Makes perfect sense to me, actually.

You may already know that I can't do case consultations to your specific situation but that I can make some general comments which may or may not apply to you.

When a traumatic event is so overwhelming that it can't be processed at the time, it is set aside or disowned or dissociated. It remains frozen in this raw unprocessed state until it can be safely processed. REM sleep tries to do this, and maybe for some it works, especially for smaller things. But we are all designed to have defenses and protections inside so that overwhelmingly dangerous things -- or things that seem dangerous because they once were -- don't do us in altogether.

Flashbacks and nightmares are evidence that the material is trying to work its way through, like a sliver trying to work its way out. The feeling of the content feel unreal or not quite about oneself is very typical for what we call derealization and depersonalization, both are dissociative symptoms. (Dissociative symptoms don't necessarily mean there is a full scale dissociative disorder; PTSD and other anxiety conditions also have some of these symptoms at times).

In EMDR, the material gets systematically worked through until it feels neutral. Its not as scary as a nightmare or flashback because one is awake and accompanied by an EMDR professional who knows the ropes. Even when the processing is very real in the sense of having some of the sensory experiences of the memory, for all but the most deeply divided dissociative folks, its not so bad because the client knows its just a memory, not happening now. For the most deeply divided dissociative folks, we break the work into pieces via fractionation, which makes the chunks "bite size" and manageable.

As Ms Carol Ann Rowland has stated, when one does EMDR on a memory that has altered consciousness as part of the original memory, there may be a sense of that altered state as part of the EMDR experience. Not to worry, we just notice it "like scenery through a train window" and keep on sailing through.

WHAT TO DO
**a.** In the EMDR text, what technique is used to break the work into manageable pieces for the most deeply divided dissociative clients?
**b.** Print the portion of the EMDR text that begins at the words "In EMDR, the" and stops after the words "on sailing through.".

GIVEN INFORMATION
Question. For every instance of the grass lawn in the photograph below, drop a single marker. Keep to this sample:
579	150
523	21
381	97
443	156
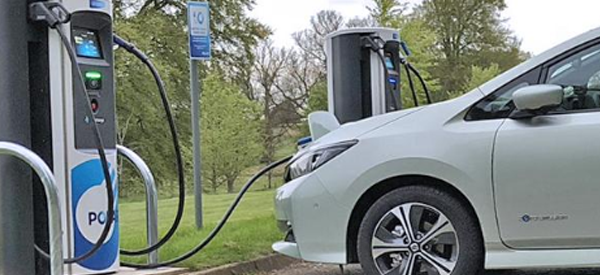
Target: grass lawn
249	234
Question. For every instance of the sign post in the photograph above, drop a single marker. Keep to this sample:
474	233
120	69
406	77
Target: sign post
200	50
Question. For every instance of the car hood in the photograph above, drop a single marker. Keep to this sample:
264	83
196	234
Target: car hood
354	130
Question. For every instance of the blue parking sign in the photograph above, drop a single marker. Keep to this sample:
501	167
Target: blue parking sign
199	29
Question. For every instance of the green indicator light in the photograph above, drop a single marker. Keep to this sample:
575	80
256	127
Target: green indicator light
93	75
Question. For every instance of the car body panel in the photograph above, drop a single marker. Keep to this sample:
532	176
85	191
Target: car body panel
436	141
547	174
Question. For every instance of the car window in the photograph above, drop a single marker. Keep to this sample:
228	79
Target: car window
579	75
499	104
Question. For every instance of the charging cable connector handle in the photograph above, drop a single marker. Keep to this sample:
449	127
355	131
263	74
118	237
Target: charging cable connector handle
53	13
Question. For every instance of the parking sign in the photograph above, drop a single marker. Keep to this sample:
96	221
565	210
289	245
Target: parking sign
199	29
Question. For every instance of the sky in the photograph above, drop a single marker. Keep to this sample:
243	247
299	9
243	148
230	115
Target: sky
540	24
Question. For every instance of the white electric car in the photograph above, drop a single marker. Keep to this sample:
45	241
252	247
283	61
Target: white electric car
504	177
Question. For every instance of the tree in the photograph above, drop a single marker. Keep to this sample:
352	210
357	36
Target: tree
159	28
270	65
387	12
465	30
231	132
480	76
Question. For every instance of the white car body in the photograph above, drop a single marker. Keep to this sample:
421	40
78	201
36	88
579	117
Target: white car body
534	185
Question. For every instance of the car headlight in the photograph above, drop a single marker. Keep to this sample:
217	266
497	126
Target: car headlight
311	160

RESPONSES
**a.** Fractionation, which makes the chunks "bite size" and manageable.

**b.**
In EMDR, the material gets systematically worked through until it feels neutral. Its not as scary as a nightmare or flashback because one is awake and accompanied by an EMDR professional who knows the ropes. Even when the processing is very real in the sense of having some of the sensory experiences of the memory, for all but the most deeply divided dissociative folks, its not so bad because the client knows its just a memory, not happening now. For the most deeply divided dissociative folks, we break the work into pieces via fractionation, which makes the chunks "bite size" and manageable.

As Ms Carol Ann Rowland has stated, when one does EMDR on a memory that has altered consciousness as part of the original memory, there may be a sense of that altered state as part of the EMDR experience. Not to worry, we just notice it "like scenery through a train window" and keep on sailing through.